▶ [Task statement]
Reproduce exactly the lines from the one containing "Locate the bear's" through the end of the listing, minus the pictures.

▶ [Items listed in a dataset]
++++++++++++++++++++

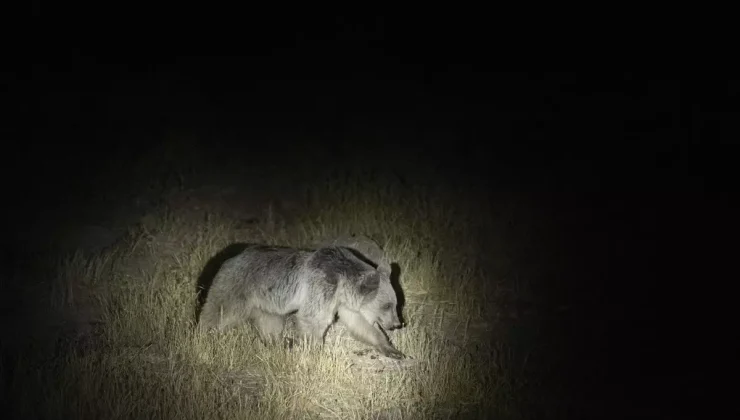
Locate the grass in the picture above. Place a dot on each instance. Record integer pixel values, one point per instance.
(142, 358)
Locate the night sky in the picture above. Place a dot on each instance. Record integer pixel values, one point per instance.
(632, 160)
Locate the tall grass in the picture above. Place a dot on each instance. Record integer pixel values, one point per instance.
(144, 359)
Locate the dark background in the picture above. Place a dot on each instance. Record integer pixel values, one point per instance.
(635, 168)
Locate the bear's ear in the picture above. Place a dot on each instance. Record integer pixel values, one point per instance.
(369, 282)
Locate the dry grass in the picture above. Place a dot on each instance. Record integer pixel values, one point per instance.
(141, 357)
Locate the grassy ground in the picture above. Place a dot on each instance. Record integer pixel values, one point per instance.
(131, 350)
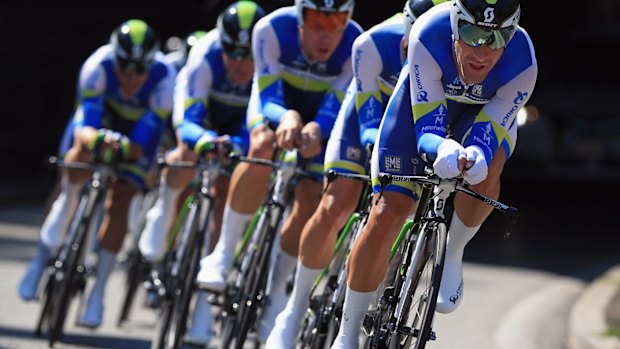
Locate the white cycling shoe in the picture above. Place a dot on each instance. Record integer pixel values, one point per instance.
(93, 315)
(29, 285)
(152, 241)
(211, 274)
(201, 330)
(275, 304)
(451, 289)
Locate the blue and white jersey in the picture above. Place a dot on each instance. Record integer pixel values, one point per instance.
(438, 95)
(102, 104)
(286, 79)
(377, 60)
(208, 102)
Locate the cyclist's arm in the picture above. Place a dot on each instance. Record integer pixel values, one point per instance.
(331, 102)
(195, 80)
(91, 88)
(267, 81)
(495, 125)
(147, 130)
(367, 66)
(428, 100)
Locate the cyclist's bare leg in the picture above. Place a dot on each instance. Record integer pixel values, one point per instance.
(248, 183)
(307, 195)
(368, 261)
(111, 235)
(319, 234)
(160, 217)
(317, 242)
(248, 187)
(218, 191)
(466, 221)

++++++++++++++++++++

▶ [The reply]
Locate the bear's ear in the picture above. Place a dot on each instance. Record integer pixel values, one point per instance.
(369, 282)
Locate the dry grass in the picture above. Place a dot on each instance. Record integer pixel values, one point per instance.
(141, 357)
Locate the grassy ground in the picture above. Place a dot on each instance. Record integer pixel values, one point per instance.
(131, 350)
Locate the white cycling shoe in the picture above. Place a dot on each instance. Record integer pixel values, one point per instance.
(93, 315)
(29, 285)
(152, 241)
(211, 274)
(201, 330)
(275, 304)
(451, 289)
Locate the blue and white jersey in the picture above. Place a dot on each instance. Record integer pixel values, one point per instance.
(438, 95)
(102, 104)
(286, 79)
(377, 60)
(208, 102)
Locate the cyclist's arm in the picture above. Place a dot on each instance. Record integer pixel values, one point per instance.
(331, 102)
(195, 80)
(91, 88)
(267, 81)
(495, 125)
(147, 130)
(367, 66)
(428, 100)
Locate the cyclist's bare leg in the picture above. Place a dot on each instance. Record integer pixel values, one point per instance.
(248, 183)
(307, 195)
(368, 261)
(111, 235)
(319, 234)
(160, 217)
(317, 242)
(248, 187)
(218, 191)
(466, 221)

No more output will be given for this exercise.